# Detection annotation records
-- BEGIN --
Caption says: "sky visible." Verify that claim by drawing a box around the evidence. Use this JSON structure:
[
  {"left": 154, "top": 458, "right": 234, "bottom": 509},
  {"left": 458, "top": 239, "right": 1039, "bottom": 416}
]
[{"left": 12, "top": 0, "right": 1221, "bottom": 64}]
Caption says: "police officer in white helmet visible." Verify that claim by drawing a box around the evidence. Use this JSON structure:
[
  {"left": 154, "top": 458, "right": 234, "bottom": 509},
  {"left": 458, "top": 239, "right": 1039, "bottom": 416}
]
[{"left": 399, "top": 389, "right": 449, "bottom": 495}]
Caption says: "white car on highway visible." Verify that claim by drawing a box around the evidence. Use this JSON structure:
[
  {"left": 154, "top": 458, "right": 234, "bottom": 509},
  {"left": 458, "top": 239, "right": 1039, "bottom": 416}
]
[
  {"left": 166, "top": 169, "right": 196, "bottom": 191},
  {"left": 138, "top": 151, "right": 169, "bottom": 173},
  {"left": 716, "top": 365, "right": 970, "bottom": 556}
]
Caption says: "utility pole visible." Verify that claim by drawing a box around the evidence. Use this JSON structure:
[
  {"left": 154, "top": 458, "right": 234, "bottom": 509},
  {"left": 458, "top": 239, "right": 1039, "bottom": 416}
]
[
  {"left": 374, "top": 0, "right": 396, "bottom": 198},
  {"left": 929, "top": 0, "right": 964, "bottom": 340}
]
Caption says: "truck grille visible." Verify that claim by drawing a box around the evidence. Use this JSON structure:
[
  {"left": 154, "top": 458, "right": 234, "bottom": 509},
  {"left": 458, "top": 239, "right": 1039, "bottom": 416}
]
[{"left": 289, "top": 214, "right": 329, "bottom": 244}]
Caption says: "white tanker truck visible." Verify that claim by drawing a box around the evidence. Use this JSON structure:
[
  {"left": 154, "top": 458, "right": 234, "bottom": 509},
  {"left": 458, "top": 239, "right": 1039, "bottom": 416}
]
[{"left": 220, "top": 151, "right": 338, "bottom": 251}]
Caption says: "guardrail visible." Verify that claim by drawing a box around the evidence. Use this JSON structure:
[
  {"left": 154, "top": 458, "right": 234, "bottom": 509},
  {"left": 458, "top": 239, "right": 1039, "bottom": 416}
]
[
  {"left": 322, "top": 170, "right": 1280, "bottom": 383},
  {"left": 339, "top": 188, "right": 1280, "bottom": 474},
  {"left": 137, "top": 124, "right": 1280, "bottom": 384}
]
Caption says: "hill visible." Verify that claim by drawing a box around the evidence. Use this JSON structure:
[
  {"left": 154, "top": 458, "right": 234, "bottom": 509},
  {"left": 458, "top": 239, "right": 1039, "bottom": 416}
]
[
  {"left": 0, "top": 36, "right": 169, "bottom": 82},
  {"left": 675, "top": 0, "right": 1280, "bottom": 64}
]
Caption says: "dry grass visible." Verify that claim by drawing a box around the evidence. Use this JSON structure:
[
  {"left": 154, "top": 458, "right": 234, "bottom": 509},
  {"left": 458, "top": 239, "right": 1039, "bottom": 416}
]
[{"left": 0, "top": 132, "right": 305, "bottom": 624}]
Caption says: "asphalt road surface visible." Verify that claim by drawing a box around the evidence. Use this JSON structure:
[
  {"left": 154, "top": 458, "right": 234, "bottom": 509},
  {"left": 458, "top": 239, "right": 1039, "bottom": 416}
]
-- END --
# STATED EXERCISE
Pick out and copy each line above that contains the word "truck". Treat the match as case-sensitive.

# REPLY TO THE TASK
Caption says: "truck grille visible." Verify that claim by drawing a box around the evidence. Use this JSON structure:
Caption says: "white tanker truck visible." Verify that claim by drawing a box around the evidence. Use this JSON structure:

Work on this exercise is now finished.